Medium Neutral Citation:
Rossmick No 1 Pty Ltd v Bank of Queensland [2012] NSWCA 85
Hearing dates:
4 April 2012
Decision date:
04 April 2012
Before:
Basten JA at 1;
Meagher JA at 1;
Sackville AJA at 1
Decision:

(1) Stay the application for leave to appeal from the orders of Logan J made in the Federal Court on 19 September 2008, being the proceedings in matter QUD 309/2008 transferred to the Supreme Court of New South Wales by the Full Court of the Federal Court by order made on 26 November 2008.

(2) On application made by the OMB Parties, stay the underlying proceedings, being matter QUD 227/2007 in the Federal Court, transferred to the Supreme Court of New South Wales by the Full Court of the Federal Court on 26 November 2008.

Records provided:

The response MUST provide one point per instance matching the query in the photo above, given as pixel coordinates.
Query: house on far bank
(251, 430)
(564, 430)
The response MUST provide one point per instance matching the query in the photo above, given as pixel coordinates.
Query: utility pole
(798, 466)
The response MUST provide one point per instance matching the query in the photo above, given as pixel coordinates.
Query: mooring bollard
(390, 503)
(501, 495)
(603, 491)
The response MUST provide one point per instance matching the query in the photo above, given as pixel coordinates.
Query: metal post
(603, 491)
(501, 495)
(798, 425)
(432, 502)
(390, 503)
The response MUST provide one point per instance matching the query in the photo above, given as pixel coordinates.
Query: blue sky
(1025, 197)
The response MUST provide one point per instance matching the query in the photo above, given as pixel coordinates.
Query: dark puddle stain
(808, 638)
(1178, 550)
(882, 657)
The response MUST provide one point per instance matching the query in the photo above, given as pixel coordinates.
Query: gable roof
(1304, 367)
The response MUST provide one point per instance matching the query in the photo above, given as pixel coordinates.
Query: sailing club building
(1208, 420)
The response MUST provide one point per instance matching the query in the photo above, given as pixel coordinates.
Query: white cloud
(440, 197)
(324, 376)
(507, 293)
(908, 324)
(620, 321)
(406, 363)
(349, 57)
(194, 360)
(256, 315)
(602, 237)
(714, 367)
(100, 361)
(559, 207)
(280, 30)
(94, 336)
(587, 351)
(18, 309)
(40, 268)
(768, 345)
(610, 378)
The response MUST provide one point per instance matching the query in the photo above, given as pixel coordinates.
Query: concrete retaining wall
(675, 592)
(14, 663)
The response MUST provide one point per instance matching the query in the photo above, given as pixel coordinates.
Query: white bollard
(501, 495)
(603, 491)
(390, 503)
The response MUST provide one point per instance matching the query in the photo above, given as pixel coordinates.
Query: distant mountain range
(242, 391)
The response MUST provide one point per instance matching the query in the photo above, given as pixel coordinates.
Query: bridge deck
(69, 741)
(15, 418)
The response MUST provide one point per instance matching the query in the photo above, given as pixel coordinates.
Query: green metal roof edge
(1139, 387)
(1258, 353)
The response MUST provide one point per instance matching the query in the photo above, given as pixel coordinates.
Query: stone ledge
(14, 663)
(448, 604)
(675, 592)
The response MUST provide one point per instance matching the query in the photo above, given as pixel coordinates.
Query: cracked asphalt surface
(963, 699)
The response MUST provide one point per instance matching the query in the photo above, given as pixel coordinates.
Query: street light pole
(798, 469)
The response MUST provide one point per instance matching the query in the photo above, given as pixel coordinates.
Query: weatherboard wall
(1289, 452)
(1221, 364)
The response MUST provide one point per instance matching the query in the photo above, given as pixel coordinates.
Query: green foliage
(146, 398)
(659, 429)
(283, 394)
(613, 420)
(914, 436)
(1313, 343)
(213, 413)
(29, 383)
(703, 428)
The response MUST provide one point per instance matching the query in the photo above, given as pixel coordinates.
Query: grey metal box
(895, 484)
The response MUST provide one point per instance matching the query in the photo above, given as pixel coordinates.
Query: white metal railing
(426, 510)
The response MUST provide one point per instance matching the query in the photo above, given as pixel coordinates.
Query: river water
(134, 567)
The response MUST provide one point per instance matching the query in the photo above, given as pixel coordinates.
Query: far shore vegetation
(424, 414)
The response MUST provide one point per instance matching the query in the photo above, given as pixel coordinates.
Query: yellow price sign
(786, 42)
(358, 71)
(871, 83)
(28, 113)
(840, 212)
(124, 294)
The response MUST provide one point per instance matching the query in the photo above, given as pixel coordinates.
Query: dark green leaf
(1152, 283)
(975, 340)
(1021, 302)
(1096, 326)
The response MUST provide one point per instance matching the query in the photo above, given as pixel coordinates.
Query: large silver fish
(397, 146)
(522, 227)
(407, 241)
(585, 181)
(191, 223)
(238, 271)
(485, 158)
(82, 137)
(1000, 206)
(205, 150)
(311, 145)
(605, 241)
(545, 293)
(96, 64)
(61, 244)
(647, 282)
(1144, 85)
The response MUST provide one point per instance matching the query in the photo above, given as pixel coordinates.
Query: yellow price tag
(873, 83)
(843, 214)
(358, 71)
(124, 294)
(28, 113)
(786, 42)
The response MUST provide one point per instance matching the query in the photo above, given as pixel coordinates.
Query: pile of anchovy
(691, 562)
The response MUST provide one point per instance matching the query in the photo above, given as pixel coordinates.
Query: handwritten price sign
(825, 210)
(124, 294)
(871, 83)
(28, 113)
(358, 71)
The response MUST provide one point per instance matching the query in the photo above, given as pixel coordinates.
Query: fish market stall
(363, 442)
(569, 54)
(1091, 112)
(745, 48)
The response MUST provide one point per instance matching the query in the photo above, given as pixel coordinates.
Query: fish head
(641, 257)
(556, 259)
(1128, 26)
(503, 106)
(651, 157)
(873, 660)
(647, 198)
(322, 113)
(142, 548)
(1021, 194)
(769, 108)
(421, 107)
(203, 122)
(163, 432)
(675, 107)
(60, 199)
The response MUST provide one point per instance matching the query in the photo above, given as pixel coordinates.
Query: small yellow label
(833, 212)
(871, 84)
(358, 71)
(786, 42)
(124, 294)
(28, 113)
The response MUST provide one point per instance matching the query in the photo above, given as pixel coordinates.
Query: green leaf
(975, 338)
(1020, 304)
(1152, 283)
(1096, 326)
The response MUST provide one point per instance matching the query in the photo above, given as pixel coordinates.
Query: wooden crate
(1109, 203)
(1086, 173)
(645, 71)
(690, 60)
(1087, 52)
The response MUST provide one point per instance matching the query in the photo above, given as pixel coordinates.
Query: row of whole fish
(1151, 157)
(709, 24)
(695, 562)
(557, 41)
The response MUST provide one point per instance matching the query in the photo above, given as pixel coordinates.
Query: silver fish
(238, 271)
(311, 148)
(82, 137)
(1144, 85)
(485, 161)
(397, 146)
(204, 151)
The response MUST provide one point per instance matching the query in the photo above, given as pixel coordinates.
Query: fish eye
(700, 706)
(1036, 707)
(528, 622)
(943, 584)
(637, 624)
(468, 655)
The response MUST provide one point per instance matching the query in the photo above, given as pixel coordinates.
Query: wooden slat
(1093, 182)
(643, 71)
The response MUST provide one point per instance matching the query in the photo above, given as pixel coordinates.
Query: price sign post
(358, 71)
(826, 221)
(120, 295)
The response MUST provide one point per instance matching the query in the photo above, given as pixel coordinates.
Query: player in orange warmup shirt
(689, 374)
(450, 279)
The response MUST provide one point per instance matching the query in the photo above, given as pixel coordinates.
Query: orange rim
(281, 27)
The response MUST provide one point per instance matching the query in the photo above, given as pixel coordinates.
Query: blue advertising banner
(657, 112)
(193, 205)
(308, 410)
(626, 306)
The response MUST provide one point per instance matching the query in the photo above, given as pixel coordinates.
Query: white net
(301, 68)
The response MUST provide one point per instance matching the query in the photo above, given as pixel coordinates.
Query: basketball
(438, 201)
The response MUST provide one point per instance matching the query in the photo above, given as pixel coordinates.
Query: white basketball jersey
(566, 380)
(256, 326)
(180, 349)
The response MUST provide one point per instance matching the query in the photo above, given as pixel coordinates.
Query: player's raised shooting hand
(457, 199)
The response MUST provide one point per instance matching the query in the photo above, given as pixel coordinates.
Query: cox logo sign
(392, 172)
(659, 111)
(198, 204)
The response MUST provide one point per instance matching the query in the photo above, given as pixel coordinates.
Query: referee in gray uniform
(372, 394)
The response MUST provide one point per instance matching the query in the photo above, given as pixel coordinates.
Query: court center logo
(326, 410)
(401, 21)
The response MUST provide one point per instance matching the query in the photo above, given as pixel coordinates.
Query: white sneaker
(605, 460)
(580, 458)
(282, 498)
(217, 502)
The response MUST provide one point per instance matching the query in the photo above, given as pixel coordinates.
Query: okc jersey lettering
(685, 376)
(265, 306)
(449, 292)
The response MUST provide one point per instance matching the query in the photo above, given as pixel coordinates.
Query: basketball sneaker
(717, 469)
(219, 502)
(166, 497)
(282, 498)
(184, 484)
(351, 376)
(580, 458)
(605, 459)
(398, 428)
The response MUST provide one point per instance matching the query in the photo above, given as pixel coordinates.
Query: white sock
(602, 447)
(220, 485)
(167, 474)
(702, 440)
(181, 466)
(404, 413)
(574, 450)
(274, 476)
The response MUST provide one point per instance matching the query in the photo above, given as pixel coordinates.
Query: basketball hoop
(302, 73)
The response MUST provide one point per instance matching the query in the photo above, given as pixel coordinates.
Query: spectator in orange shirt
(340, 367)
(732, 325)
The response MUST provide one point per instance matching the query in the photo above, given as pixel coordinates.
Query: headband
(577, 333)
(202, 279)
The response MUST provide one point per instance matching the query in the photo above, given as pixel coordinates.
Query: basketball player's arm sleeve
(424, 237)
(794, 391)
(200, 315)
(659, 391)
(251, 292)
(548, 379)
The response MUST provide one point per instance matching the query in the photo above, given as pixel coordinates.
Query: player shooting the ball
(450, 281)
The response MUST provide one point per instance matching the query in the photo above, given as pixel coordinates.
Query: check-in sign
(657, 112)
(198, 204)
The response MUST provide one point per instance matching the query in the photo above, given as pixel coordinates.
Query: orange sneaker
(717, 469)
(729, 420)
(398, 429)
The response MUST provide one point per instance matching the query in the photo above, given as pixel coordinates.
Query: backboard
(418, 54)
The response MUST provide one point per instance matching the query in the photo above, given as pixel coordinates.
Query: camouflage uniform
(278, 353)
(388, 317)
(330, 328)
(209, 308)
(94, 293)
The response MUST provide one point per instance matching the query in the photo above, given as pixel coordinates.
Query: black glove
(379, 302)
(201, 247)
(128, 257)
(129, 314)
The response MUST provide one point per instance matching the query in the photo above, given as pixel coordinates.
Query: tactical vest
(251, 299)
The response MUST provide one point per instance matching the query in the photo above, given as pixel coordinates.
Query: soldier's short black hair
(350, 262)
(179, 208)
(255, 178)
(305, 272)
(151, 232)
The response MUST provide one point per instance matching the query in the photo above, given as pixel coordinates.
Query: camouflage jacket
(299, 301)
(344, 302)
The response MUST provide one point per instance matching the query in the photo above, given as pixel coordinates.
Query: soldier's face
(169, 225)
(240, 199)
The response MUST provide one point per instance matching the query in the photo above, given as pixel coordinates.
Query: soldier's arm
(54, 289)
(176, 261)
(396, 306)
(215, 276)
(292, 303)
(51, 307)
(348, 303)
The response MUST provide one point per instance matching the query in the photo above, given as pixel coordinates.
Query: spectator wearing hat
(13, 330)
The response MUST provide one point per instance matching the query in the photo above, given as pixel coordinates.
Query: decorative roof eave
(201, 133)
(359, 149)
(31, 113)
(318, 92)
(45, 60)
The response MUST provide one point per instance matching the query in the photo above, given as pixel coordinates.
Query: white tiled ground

Requirements:
1. In the case summary, rewrite the paragraph beginning "(1) Stay the application" in a shorter form that keeps its main facts.
2. Retype the stretch of the case summary from "(2) On application" through "Court on 26 November 2008.".
3. For each statement, say yes or no according to the case summary and quote the words that decide it. (a) The hearing and the decision fell on the same day. (b) The court stayed the underlying proceedings on its own motion. (c) Matter QUD 227/2007 was transferred to the Supreme Court of New South Wales by the Full Court of the Federal Court.

Results:
1. (1) Stay the application for leave to appeal from Logan J's Federal Court orders of 19 September 2008 in matter QUD 309/2008. The Full Court of the Federal Court transferred that matter to the Supreme Court of New South Wales on 26 November 2008.

2.
(2) On application made by the OMB Parties, stay the underlying proceedings, being matter QUD 227/2007 in the Federal Court, transferred to the Supreme Court of New South Wales by the Full Court of the Federal Court on 26 November 2008.

3.
(a) Yes: "4 April 2012" and "04 April 2012".
(b) No: "On application made by the OMB Parties".
(c) Yes: "transferred to the Supreme Court of New South Wales by the Full Court of the Federal Court on 26 November 2008".